SHORT PROBLEM.
Update the regex blog post: write out the passage that begins at "A regex I submitted" and stops after "to read on.", changing "regex" to "regular expression" throughout.

DOCUMENT EXTRACT.
## Thursday, 6 September 2018

### How to Match "A B C" where A+B=C: The Beast Tamed

A regex I submitted to Reddit recently climbed to the top of /r/programming and made quite a few heads explode in the process. As delightful as this was, I couldn't help but feel a little guilty for subjecting tens of thousands of people to this disgraceful pile of electronic fecal matter. Absolutely zero effort was put into making it something that even remotely resembled a useful, constructive demonstration. Instead, I lured you all into my own private lemon party and left you shocked, bewildered, and fearing for your lives. And for this I apologize.

At the risk of taking myself too seriously, I went ahead and added comments to the regex as well as tidied it up, re-wrote a couple of parts for greater clarity, and corrected a few glaring oversights. Some of you have levels of curiosity that far outweigh your better judgement, and so I invite you to read on.

DATASET EXCERPT.
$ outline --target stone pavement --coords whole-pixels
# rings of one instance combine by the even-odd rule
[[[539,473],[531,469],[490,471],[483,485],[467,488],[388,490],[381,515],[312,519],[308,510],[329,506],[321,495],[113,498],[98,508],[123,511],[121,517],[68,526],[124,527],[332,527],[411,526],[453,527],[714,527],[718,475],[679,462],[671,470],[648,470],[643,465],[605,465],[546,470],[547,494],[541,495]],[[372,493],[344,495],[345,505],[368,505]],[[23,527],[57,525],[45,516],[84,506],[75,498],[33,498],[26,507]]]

TASK SOLUTION.
A regular expression I submitted to Reddit recently climbed to the top of /r/programming and made quite a few heads explode in the process. As delightful as this was, I couldn't help but feel a little guilty for subjecting tens of thousands of people to this disgraceful pile of electronic fecal matter. Absolutely zero effort was put into making it something that even remotely resembled a useful, constructive demonstration. Instead, I lured you all into my own private lemon party and left you shocked, bewildered, and fearing for your lives. And for this I apologize.

At the risk of taking myself too seriously, I went ahead and added comments to the regular expression as well as tidied it up, re-wrote a couple of parts for greater clarity, and corrected a few glaring oversights. Some of you have levels of curiosity that far outweigh your better judgement, and so I invite you to read on.